■ What this task involves ■
Render each line of the material below as a row in a Markdown table, with the columns Row and Line holding the row number and the line itself, and leave out any blank lines.

#### Material supplied ####

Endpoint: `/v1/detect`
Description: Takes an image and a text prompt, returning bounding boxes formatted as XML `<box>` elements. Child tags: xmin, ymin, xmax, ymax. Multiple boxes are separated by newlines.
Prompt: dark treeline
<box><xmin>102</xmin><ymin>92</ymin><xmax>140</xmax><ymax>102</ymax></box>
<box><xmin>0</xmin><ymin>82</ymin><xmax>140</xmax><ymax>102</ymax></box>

####

■ Finished task ■
| Row | Line |
|---|---|
| 1 | Endpoint: `/v1/detect` |
| 2 | Description: Takes an image and a text prompt, returning bounding boxes formatted as XML `<box>` elements. Child tags: xmin, ymin, xmax, ymax. Multiple boxes are separated by newlines. |
| 3 | Prompt: dark treeline |
| 4 | <box><xmin>102</xmin><ymin>92</ymin><xmax>140</xmax><ymax>102</ymax></box> |
| 5 | <box><xmin>0</xmin><ymin>82</ymin><xmax>140</xmax><ymax>102</ymax></box> |